### DÉFI 1
Filtrez les lignes placées après le texte : recopiez uniquement celles où figure le mot "white".
━━━━━ TEXTE PRÉSENTÉ ━━━━━
À la couchée, je rencontrai par un hasard assez extraordinaire, un vieux Turc, dans les habits de son pays, apparemment assez misérable, car pour éviter les frais de coche, il était venu à pied depuis Holly-Head (le port où l’on débarque en venant de Dublin). Comme il n’entendait pas l’anglais, il tâchait de se faire comprendre par signe. Le voyant embarrassé, et sachant que presque tous les Turcs savent l’italien, je m’adressai à lui dans cette langue, et lui fis donner les choses dont il manquait. Des ouvriers qui travaillaient à la bâtisse d’un pont près de là, s’étaient assemblés pour le voir ; ils le regardaient avec surprise, et furent bien autrement étonnés quand ils m’entendirent lui parler dans une langue qui n’était ni anglais, ni gallois. Cependant, après le premier moment, un d’eux me demanda, is not that a Frenchman ?[1]

Mon Turc, avait donné son turban à blanchir, et lorsqu’on le lui rendit le lendemain, on lui demanda, je crois, quinze pences pour le blanchissage. Le pauvre homme se débattait, et jurait en vrai turc, que c’était beaucoup trop cher ; la femme diminua de trois ; mais comme l’autre ne voulait encore donner que la moitié de ce qui restait, et que cela faisait un bruit horrible, je pris la Juive dans un petit coin, la payai du surplus, et lui recommandai de se taire. Je retournai auprès de mon Turc, qui voyant que j’avais fait taire la vieille, me fit mille caresses, et se récria, peut-être avec raison, sur la dureté et l’esprit intéressé des aubergistes et de toute l’espèce qui a à faire au public plus encore dans ce bon pays, que par-tout ailleurs. En nous séparant, le pauvre vieux diable, d’un air vraiment touché et amical, appliqua sa moustache sur ma main, et me souhaita toutes les bénédictions du saint prophète.

J’arrivai le soir à Chester, dont les gras pâturages et l’excellent fromage sont bien connus. La ville est petite, mais ses bâtimens sont assez agréables ; on a pratiqué une promenade étroite et assez singulière, sur les anciennes murailles. Au pied des murs à l’ouest, il y a un canal creusé dans le roc vif, à la hauteur de près de trente pieds, il va joindre la Dee, qui procure un petit commerce de cabotage à Chester. Je traversai la langue de terre qui sépare la Dee et le Mersey, le terroir en est très-riche et fort bien cultivé ; j’arrivai en face de Liverpool, où un bateau public vint prendre les passagers, qui ainsi que moi l’attendaient. La traversée est de six à sept milles au moins.
━━━━━ MATÉRIAU ━━━━━
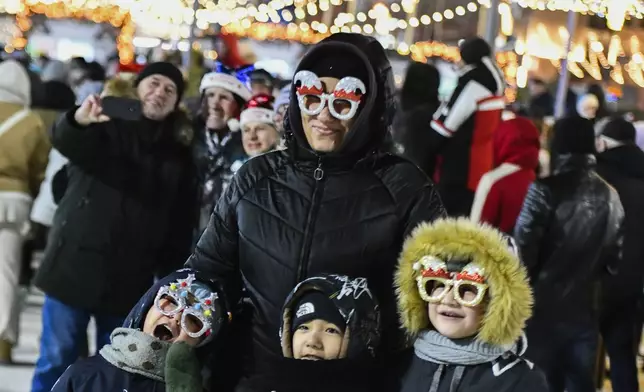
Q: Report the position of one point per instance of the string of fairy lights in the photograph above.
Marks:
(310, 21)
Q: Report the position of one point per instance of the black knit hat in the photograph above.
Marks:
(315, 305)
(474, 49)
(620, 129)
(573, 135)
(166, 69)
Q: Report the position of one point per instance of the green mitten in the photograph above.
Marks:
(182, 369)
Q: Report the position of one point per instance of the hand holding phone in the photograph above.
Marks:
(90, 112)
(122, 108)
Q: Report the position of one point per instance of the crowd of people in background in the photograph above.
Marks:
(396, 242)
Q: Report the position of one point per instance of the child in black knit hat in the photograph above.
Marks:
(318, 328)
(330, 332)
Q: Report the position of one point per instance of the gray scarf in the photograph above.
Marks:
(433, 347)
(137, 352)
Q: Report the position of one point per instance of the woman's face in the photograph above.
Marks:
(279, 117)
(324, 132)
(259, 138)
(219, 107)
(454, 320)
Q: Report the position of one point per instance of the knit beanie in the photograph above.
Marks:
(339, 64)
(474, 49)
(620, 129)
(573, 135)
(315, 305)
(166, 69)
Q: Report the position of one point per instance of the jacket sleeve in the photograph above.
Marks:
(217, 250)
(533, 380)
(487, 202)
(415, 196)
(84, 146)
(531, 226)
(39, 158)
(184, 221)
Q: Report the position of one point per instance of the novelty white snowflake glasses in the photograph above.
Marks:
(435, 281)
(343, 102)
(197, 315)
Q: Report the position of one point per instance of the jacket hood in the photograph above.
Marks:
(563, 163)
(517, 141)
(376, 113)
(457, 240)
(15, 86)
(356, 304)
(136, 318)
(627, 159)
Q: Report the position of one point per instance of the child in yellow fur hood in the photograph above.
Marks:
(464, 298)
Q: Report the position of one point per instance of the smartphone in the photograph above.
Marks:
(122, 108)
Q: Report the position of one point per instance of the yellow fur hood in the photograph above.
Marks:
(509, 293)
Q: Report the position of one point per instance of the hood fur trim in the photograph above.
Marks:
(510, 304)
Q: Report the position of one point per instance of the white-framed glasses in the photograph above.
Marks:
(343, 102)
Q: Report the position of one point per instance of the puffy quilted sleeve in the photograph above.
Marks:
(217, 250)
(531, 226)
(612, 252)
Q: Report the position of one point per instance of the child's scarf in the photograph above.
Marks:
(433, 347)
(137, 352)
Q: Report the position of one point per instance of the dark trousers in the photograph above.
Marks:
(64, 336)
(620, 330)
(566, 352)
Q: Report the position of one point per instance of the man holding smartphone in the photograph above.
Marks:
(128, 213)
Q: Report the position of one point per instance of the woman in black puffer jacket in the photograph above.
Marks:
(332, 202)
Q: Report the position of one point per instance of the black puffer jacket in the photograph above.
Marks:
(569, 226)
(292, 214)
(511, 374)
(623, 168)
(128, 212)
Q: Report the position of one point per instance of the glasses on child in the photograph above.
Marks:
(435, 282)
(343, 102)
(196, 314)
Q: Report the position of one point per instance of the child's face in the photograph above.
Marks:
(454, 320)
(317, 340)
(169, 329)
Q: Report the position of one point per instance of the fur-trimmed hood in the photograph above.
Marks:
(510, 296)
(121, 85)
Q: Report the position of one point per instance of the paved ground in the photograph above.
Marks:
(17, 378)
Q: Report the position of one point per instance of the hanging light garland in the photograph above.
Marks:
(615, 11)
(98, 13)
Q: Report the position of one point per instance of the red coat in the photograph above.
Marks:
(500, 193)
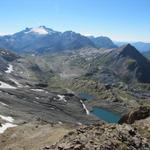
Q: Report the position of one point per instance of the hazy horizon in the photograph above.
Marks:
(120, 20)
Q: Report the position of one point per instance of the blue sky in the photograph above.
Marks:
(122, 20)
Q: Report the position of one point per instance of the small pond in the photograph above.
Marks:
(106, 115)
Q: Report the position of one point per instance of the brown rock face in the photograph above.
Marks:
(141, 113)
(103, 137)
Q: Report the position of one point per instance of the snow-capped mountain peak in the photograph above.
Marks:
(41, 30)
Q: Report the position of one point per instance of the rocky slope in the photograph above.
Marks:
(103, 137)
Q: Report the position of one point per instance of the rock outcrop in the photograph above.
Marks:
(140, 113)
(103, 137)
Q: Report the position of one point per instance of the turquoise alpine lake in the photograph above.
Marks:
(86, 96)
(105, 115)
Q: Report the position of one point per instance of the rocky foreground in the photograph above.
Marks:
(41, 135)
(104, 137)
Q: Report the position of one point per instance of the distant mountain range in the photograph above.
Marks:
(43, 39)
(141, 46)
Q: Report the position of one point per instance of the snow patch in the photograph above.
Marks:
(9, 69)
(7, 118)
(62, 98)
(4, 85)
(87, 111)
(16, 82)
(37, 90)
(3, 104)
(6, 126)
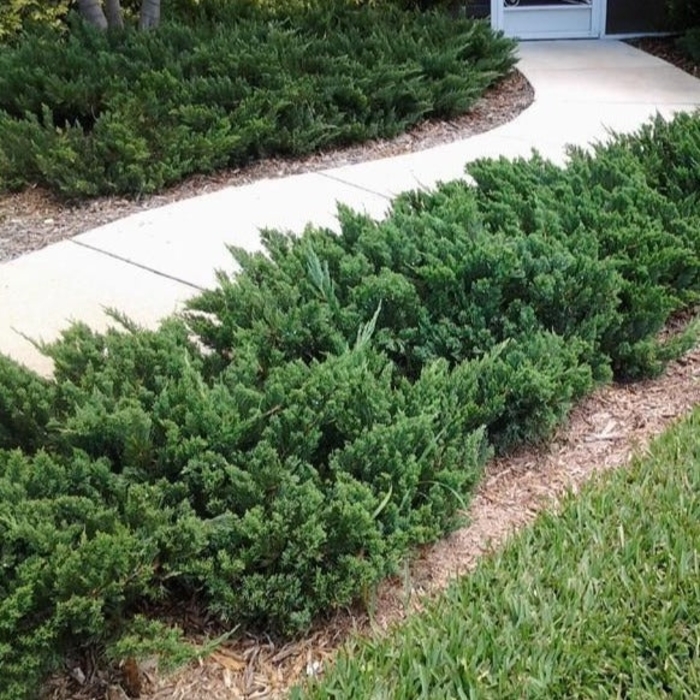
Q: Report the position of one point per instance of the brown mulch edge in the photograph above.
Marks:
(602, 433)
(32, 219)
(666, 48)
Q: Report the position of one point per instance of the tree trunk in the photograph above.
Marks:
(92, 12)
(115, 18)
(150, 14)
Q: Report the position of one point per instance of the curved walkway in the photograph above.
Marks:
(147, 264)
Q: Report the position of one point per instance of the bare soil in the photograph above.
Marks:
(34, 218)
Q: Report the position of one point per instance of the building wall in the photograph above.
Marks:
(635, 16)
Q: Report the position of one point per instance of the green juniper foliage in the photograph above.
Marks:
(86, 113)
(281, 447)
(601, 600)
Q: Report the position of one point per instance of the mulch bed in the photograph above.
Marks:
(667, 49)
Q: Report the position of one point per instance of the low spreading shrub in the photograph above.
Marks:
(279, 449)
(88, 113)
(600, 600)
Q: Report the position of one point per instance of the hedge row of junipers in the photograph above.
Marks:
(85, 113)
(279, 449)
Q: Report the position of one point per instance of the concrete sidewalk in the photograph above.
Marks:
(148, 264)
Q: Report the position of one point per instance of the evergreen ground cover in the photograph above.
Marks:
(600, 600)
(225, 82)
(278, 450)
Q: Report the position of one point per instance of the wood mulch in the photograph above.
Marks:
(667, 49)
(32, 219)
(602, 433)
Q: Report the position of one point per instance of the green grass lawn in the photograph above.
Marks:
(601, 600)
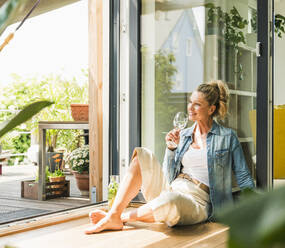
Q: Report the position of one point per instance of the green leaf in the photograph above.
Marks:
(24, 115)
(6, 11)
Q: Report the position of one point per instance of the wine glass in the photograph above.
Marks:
━━━━━
### DÉFI 2
Extrayez du récit de voyage ci-dessus le passage qui commence aux mots "J’arrivai le soir" et s'arrête après "milles au moins.", sans y changer quoi que ce soit.

### RÉPONSE RÉDIGÉE 1
Q: Report the position of one point per instance of the novelty white snowflake glasses in the photograph above.
Q: Report the position of one point per instance of the white-framed glasses in the photograph above.

### RÉPONSE RÉDIGÉE 2
J’arrivai le soir à Chester, dont les gras pâturages et l’excellent fromage sont bien connus. La ville est petite, mais ses bâtimens sont assez agréables ; on a pratiqué une promenade étroite et assez singulière, sur les anciennes murailles. Au pied des murs à l’ouest, il y a un canal creusé dans le roc vif, à la hauteur de près de trente pieds, il va joindre la Dee, qui procure un petit commerce de cabotage à Chester. Je traversai la langue de terre qui sépare la Dee et le Mersey, le terroir en est très-riche et fort bien cultivé ; j’arrivai en face de Liverpool, où un bateau public vint prendre les passagers, qui ainsi que moi l’attendaient. La traversée est de six à sept milles au moins.